> Data in this exercise
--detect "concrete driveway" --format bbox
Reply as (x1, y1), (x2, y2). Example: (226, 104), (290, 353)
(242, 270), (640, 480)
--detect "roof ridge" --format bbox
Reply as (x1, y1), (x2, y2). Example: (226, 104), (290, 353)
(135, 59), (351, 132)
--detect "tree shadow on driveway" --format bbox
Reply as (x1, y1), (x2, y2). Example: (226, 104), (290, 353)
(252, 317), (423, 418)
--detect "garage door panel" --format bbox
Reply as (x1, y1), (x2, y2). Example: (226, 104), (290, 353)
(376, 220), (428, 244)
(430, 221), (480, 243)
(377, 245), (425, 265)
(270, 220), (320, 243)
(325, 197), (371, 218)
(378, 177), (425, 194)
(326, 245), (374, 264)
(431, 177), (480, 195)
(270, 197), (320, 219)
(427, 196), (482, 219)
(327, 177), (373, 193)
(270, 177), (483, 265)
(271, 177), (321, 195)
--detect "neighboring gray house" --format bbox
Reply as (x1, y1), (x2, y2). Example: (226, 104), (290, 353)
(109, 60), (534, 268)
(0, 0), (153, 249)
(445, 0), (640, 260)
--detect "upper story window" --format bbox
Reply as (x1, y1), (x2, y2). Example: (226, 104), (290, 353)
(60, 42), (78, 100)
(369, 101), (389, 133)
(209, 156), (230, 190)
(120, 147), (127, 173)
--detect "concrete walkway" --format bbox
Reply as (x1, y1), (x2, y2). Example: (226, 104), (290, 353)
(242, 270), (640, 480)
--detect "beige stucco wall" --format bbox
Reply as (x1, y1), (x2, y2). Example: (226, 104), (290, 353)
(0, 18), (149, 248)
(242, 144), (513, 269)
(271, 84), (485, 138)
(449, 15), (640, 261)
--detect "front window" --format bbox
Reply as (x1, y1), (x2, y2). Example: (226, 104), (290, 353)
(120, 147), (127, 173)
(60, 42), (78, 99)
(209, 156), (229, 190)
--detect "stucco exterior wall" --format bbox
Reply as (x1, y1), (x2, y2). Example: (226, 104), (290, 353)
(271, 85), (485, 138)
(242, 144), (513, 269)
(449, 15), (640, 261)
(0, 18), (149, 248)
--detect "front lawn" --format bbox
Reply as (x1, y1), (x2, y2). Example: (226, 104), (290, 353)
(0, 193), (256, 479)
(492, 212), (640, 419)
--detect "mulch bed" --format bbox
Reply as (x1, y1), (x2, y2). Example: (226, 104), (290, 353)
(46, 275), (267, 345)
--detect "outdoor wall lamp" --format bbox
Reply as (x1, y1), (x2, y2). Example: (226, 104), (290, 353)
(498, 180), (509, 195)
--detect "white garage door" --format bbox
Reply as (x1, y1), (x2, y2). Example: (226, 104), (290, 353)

> Challenge
Reproduce all of the records above verbatim, line for line, with nothing changed or left out.

> Result of this task
--detect "concrete driveway" --format bbox
Reply as (x1, y1), (x2, y2). Example: (226, 104), (290, 353)
(242, 270), (640, 480)
--detect "roof ridge" --format bbox
Reply as (x1, y1), (x2, y2). Example: (226, 104), (290, 353)
(135, 59), (351, 132)
--detect "tree shadow on driveway" --format bbox
Reply as (x1, y1), (x2, y2). Example: (226, 104), (290, 353)
(252, 317), (423, 418)
--detect "garage door panel" --format bbox
Reply as (x1, y1), (x2, y2). Example: (226, 104), (290, 353)
(376, 220), (428, 244)
(430, 221), (480, 243)
(377, 245), (425, 265)
(270, 220), (320, 243)
(325, 197), (371, 218)
(378, 177), (425, 194)
(326, 245), (374, 264)
(431, 177), (480, 195)
(270, 197), (320, 219)
(427, 196), (482, 219)
(327, 177), (373, 193)
(270, 177), (483, 265)
(271, 177), (321, 195)
--detect "neighboring gray house" --format bbox
Reply as (x1, y1), (x2, y2). Example: (226, 104), (290, 353)
(109, 60), (534, 268)
(0, 0), (153, 249)
(445, 0), (640, 260)
--detect "upper story window" --format bbox
Reply as (x1, y1), (x2, y2). Example: (226, 104), (290, 353)
(60, 42), (78, 100)
(369, 101), (389, 133)
(209, 156), (230, 190)
(120, 147), (127, 173)
--detect "concrete walkway" --format bbox
Reply as (x1, y1), (x2, y2). Example: (226, 104), (290, 353)
(242, 270), (640, 480)
--detect "beige stucco wall" --format bbox
Reply as (x1, y1), (x2, y2). Example: (226, 104), (290, 353)
(0, 18), (149, 248)
(242, 144), (513, 269)
(271, 84), (485, 138)
(449, 15), (640, 261)
--detect "front window" --format bbox
Reply as (x1, y1), (x2, y2). Example: (226, 104), (290, 353)
(120, 147), (127, 173)
(60, 42), (78, 99)
(209, 156), (229, 190)
--detect "stucco exterior wall" --format bbox
Reply as (x1, y1), (x2, y2). Example: (226, 104), (290, 353)
(271, 85), (485, 138)
(242, 144), (513, 269)
(449, 15), (640, 261)
(0, 18), (149, 248)
--detect "front lawn" --format bbox
Reply as (x1, y1), (x2, y2). Example: (226, 104), (290, 353)
(0, 193), (256, 479)
(492, 212), (640, 419)
--detect "mulch bed" --format bbox
Reply as (x1, y1), (x2, y2). Example: (226, 104), (290, 353)
(46, 275), (267, 345)
--detect "outdoor wall lamp" --format bbox
Reply as (x1, y1), (x2, y2). Example: (226, 104), (290, 353)
(498, 180), (509, 195)
--detect "white garage door" --format bbox
Reply as (x1, y1), (x2, y2). Example: (226, 104), (290, 353)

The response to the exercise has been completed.